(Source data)
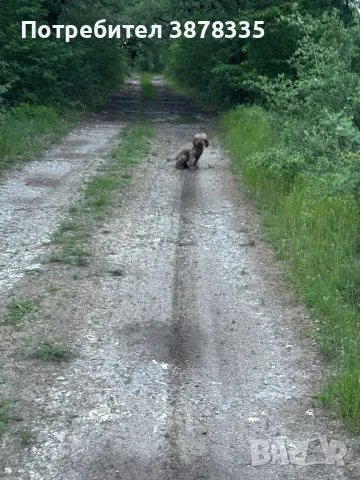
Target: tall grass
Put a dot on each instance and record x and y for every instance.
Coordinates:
(27, 130)
(317, 231)
(148, 90)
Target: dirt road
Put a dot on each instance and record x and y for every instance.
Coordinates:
(197, 362)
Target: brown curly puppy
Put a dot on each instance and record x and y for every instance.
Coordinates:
(189, 157)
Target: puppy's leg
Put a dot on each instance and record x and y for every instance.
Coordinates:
(182, 161)
(195, 166)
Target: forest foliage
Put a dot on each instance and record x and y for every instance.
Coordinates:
(290, 106)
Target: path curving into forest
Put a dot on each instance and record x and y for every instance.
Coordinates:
(193, 357)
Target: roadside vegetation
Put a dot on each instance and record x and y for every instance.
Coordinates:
(148, 90)
(300, 157)
(290, 120)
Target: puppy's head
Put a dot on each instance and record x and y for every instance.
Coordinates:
(198, 143)
(201, 138)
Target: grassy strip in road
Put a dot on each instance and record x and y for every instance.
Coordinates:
(316, 229)
(73, 235)
(148, 90)
(28, 129)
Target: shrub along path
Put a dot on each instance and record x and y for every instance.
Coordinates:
(172, 347)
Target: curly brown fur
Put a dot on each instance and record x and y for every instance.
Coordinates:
(189, 157)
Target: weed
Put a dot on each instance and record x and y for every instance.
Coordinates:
(25, 436)
(315, 228)
(19, 310)
(33, 271)
(52, 352)
(148, 90)
(72, 235)
(52, 288)
(117, 272)
(6, 416)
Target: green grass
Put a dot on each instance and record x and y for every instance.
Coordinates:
(316, 230)
(50, 352)
(26, 131)
(71, 239)
(117, 272)
(148, 90)
(25, 436)
(19, 310)
(6, 416)
(52, 288)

§ **Description of the task**: Every entry above should be duplicated exactly. Do not include the images.

§ **Written reply**:
Target: tall grass
Put a dot on each instance and record x and y for every instance.
Coordinates:
(27, 130)
(317, 231)
(148, 90)
Target: dirt road
Put a dot on each instance and record x and y for every instance.
Coordinates:
(197, 362)
Target: brown curly puppy
Put a dot on each instance and record x and y for every instance.
Coordinates:
(189, 157)
Target: puppy's leg
Put a dot on each instance and record x and y for every instance.
Coordinates:
(182, 161)
(195, 166)
Target: forest foliage
Put a dot on each instance and record x and y for every instance.
Coordinates:
(290, 106)
Target: path curving into forest
Put a dot on each instance and record x and y for every instance.
Coordinates:
(193, 357)
Target: roadside vegetation
Put a dot on each instance and record x and y for every instance.
Coordinates:
(148, 90)
(300, 157)
(290, 120)
Target: puppy's head
Put a dot on each instance and record x and y for every instance.
Coordinates:
(198, 143)
(201, 138)
Target: grassy strip in road
Put a dot on each instance and record x and y for every instance.
Coordinates:
(316, 229)
(73, 235)
(148, 90)
(28, 129)
Target: shrub along path
Put a dot on each instance and record x and y for every instance.
Coordinates:
(172, 347)
Target: curly brown fur
Put a dot on each instance and record x and y for every instance.
Coordinates:
(189, 157)
Target: weed
Put a dot on each instance and record x and y for every instance.
Coordinates:
(25, 436)
(315, 228)
(19, 310)
(33, 271)
(52, 352)
(148, 90)
(72, 235)
(52, 288)
(117, 272)
(6, 416)
Target: green grass
Put a dot on each instance and record x and y for every instance.
Coordinates:
(316, 230)
(50, 352)
(26, 131)
(71, 239)
(117, 272)
(148, 90)
(25, 436)
(19, 310)
(6, 416)
(52, 288)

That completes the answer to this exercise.